**WORK INSTRUCTIONS**
Put the rows below into a Markdown table with two columns, Line No. and Text, giving each line its number in sequence. Skip blank lines and leave the pictures out.

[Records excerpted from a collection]
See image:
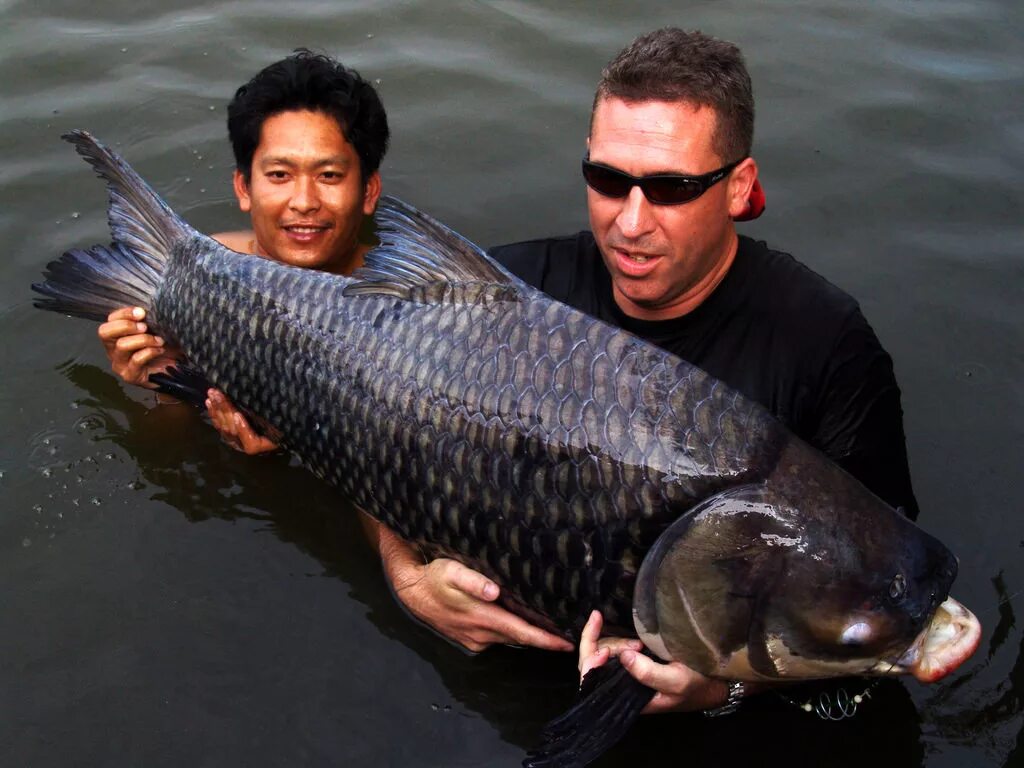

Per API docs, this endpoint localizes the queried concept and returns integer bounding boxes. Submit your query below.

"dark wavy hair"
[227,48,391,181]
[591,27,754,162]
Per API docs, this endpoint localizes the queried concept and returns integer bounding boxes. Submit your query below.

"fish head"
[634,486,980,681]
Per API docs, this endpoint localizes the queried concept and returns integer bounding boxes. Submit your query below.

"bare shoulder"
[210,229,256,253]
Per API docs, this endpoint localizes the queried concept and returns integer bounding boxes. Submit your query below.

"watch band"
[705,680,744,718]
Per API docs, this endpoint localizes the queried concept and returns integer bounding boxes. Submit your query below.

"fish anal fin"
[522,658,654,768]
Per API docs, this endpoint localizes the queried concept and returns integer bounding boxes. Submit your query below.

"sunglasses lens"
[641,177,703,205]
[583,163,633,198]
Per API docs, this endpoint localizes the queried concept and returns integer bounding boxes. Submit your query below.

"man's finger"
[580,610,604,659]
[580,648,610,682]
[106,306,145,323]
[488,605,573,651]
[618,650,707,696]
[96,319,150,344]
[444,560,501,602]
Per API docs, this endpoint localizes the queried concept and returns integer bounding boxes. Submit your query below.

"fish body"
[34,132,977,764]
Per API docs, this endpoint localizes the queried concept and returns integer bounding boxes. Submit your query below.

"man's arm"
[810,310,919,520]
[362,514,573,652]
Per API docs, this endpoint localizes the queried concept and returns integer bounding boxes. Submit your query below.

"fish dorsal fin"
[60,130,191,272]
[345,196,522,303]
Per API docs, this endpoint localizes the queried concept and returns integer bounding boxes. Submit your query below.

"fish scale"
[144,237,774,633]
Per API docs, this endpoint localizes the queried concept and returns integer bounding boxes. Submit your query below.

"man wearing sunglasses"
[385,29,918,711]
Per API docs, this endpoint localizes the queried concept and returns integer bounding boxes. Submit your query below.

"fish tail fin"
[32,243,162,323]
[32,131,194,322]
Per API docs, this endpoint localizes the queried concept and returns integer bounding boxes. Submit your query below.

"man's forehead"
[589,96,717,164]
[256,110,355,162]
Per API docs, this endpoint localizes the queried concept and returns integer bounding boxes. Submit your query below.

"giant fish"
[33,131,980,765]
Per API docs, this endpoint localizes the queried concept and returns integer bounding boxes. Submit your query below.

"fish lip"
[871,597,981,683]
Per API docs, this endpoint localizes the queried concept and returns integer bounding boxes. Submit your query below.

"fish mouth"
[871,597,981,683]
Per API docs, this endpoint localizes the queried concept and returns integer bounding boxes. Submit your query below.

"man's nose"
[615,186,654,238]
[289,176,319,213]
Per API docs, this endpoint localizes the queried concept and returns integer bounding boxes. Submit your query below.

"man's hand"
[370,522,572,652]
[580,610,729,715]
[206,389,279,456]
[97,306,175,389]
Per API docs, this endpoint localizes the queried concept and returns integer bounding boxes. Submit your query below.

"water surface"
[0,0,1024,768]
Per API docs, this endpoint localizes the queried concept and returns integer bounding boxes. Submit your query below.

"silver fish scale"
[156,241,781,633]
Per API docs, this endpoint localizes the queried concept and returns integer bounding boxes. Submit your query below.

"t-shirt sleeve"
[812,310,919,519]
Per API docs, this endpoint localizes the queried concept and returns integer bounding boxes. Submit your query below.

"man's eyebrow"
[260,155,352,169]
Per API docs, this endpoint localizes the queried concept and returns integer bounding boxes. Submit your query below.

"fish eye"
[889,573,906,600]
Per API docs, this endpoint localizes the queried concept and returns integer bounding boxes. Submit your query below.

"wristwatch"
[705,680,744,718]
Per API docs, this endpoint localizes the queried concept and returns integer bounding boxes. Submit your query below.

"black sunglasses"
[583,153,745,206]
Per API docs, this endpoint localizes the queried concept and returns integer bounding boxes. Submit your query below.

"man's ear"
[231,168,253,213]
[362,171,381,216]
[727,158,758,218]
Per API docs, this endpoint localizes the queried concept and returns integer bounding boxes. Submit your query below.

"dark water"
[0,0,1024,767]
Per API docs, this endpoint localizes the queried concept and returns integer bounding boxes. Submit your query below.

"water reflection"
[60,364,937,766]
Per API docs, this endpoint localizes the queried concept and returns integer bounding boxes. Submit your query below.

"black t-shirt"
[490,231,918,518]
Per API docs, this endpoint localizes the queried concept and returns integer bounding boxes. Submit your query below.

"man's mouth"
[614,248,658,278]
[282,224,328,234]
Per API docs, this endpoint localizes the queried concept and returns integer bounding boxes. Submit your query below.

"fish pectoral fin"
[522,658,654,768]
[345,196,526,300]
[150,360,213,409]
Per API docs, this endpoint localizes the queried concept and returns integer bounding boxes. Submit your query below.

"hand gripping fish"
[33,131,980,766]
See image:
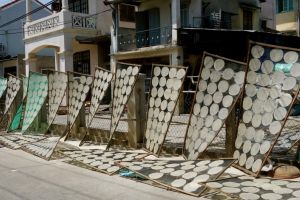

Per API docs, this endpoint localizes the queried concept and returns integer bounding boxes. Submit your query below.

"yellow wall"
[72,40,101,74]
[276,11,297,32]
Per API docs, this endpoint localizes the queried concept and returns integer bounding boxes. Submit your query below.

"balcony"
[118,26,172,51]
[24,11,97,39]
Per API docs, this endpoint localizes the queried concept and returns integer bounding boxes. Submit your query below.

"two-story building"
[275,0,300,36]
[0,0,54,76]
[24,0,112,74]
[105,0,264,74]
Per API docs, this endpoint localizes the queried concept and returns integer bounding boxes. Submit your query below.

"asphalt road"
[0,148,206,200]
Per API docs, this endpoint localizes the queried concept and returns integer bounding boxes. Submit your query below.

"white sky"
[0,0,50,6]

**ANSWER FOR THE TASK**
| Line No. | Text |
|---|---|
| 1 | See image: |
| 2 | Per API docs, this endpoint localizes the queried concept and returns integer bounding boxes. Submit your query below. |
| 3 | "dark wavy hair" |
| 4 | [227,48,391,181] |
| 5 | [591,27,754,162] |
| 6 | Per API docs, this endpoint localizes the queried concept and returns integer bounding boxes. Submit your query below. |
| 7 | "fish head" |
| 8 | [634,486,980,681] |
| 9 | Per API docs, this endpoint localizes the queried concept and returns integer bounding boxes. Submit your query below. |
| 10 | "bare shoulder" |
| 11 | [210,229,256,253] |
| 12 | Per API docs, this endpoint localizes the queried concept and returns integer bounding boxes. Submit your query below. |
| 13 | "watch band" |
| 14 | [705,680,744,718] |
| 15 | Per API docs, this endpoint localizes the queried concept and returns integer bounding boxes. Submit your query below. |
| 16 | "fish anal fin" |
| 17 | [522,658,654,768] |
| 18 | Per API docs, this endpoint localizes the queried concept and returns integer bounding boxes. Submit your query below. |
| 19 | "sunglasses lens" |
| 20 | [641,177,703,205] |
| 21 | [583,163,633,198] |
| 22 | Per API docs, this endpoint localizes the queried concept and returns integer bounding boxes. Submit your query below. |
| 23 | "man's finger" |
| 24 | [580,610,604,659] |
| 25 | [580,648,610,682] |
| 26 | [106,306,145,323] |
| 27 | [488,605,573,651] |
| 28 | [618,650,707,696] |
| 29 | [96,319,150,344] |
| 30 | [444,560,501,602] |
| 31 | Per API docs, this endpoint localizes the queried concept and returns integer bounding boxes. Submit your query below. |
| 32 | "fish body" |
| 33 | [34,132,977,764] |
| 34 | Per API docs, this endpoint localizes the queried concept and returns integer bounding boxes. Submit your query below. |
| 35 | "man's arm" |
| 36 | [810,310,919,520] |
| 37 | [362,514,573,652] |
| 38 | Per API docs, this endpoint localizes the queried concept and returns integer bounding boxes. Submit your query below. |
| 39 | "fish dorsal fin" |
| 40 | [60,130,191,272] |
| 41 | [345,196,522,303] |
| 42 | Per API docs, this endpoint localizes the queried concept and returns integer bounding boxes. Submit your query below. |
| 43 | "fish scale" |
| 44 | [144,237,774,633] |
| 45 | Per API docs, this endpoint localizes the queried concept and returns integer bounding boxes. Submit your query below. |
| 46 | "man wearing sunglasses" |
| 47 | [385,29,918,711] |
| 48 | Per API docs, this endpoint localizes the queried concept and returns integer bounding boxes. Submit your query below. |
| 49 | "fish tail fin" |
| 50 | [32,243,162,323] |
| 51 | [32,131,194,322] |
| 52 | Per API docs, this endpoint localizes the queried concept and returns integer bounding boxes. Submit your query below. |
| 53 | "man's forehead" |
| 54 | [589,96,717,164] |
| 55 | [256,110,355,162] |
| 56 | Per API docs, this endpoint localizes the queried concept and returns integer bounding boxes. Submit your query below. |
| 57 | "giant fish" |
| 58 | [33,131,980,765] |
| 59 | Per API docs, this endpoint localizes the queried concept and returns integer bounding boxes. Submit your query below. |
| 60 | "fish lip" |
| 61 | [871,597,981,683] |
| 62 | Per API docs, this endpoint localizes the queried concept and returns integer bounding boxes. Submit your query below. |
| 63 | "fish mouth" |
| 64 | [871,597,981,683] |
| 65 | Per API docs, this endpoint localizes the queried concept and returns integer bounding boxes. Submit your query below. |
| 66 | "man's nose" |
| 67 | [615,186,654,238] |
| 68 | [289,176,319,213] |
| 69 | Per API docs, this endpoint localizes the queried concept and returns integer bounding boxes. Submit your query below. |
| 70 | "man's hand" |
| 71 | [370,522,572,652] |
| 72 | [580,610,729,715] |
| 73 | [206,389,279,456] |
| 74 | [97,306,175,389] |
| 75 | Per API docs, this endpoint localizes the queried concept and returns integer bounding boxes. Submit your query below. |
| 76 | "water surface" |
| 77 | [0,0,1024,768] |
| 78 | Per API docs, this endpoint localizes the queried concept and returns integer bounding boxes. Submit your query below. |
| 79 | "silver fish scale" |
| 80 | [156,241,781,633] |
| 81 | Per API docs, this endpoint localizes the queried concept and returns integer bounding boxes. Submit your query below. |
| 82 | "t-shirt sleeve" |
| 83 | [812,310,919,519] |
| 84 | Per API docs, this endpoint localizes the queried concept and returns integer bounding boxes. Submit your query below. |
| 85 | "man's eyebrow" |
| 86 | [260,155,352,169] |
| 87 | Per API docs, this endpoint localizes the queried concept and returns integer bounding boxes. Submit your query below. |
| 88 | "fish eye" |
| 89 | [889,573,906,600] |
| 90 | Per API docs, this endpoint localizes the queried concept and returns integer bounding boxes. Submit your query below. |
| 91 | "wristwatch" |
| 92 | [705,680,744,718] |
| 93 | Per API docs, this endpoint localizes the queried concept and returns integer bounding boxes. Submit your query below. |
| 94 | "black sunglasses" |
| 95 | [583,153,745,206] |
| 96 | Per API docs, this endpoint localizes the queried concept and returns integer bounding boxes. Submit your query below. |
| 97 | "man's ear" |
| 98 | [231,168,253,213] |
| 99 | [362,171,381,216] |
| 100 | [727,158,758,218] |
| 101 | Per API docs, this endpoint localizes the queried concept and returns integer bounding boxes. Submit your query below. |
| 102 | "dark water" |
| 103 | [0,0,1024,767] |
| 104 | Per API docs, this endpoint localizes the queried concept and returns integer bounding boxes. Submit your query below. |
| 105 | "water reflection" |
| 106 | [60,364,937,766] |
| 107 | Per API docs, this endpoint localizes the queried concept and returns integer bounding boxes. Submit your query below. |
| 108 | "black t-shirt" |
| 109 | [490,231,918,518] |
| 110 | Per API docs, this endpoint localizes the queried concept and returns integer bounding boxes. Submit your query below. |
| 111 | "man's mouth" |
| 112 | [614,248,658,278] |
| 113 | [282,224,328,234] |
| 114 | Per API docs, this endpoint localizes the queried concept and returns integer bounding boxes. Submit your query below. |
| 115 | "fish pectoral fin" |
| 116 | [522,658,654,768] |
| 117 | [345,196,526,300] |
| 118 | [150,360,213,409] |
| 119 | Per API docs, this endpoint localizes the queried concept and returns integer bounding boxes. Submit your query below. |
| 120 | "hand gripping fish" |
| 121 | [33,131,980,766] |
| 122 | See image: |
| 123 | Per API docs, this endpoint localizes the queried concept and returns integer bounding boxes. Submit your query below. |
| 124 | "yellow wall" |
| 125 | [72,40,101,74] |
| 126 | [276,11,297,32] |
| 127 | Per API docs, this endpoint localizes the queried concept and returns integer bounding boxes. Submit your query below. |
| 128 | "balcony" |
| 129 | [118,26,172,51] |
| 130 | [24,11,97,39] |
| 131 | Per API docs, this endpoint localizes the queried concept and returns integer bounding boxes. Submit your query below. |
| 132 | "two-story building" |
| 133 | [275,0,300,36] |
| 134 | [0,0,54,76] |
| 135 | [24,0,112,74] |
| 136 | [105,0,264,74] |
| 137 | Per API docs, this endpoint localizes the queried concept and returns integer bounding boxes. Submit your query below. |
| 138 | "asphalt road" |
| 139 | [0,148,206,200] |
| 140 | Per API docs, this endpoint localizes the queried concept and returns integer bounding boxes. Submit your query below. |
| 141 | "white sky" |
| 142 | [0,0,50,6] |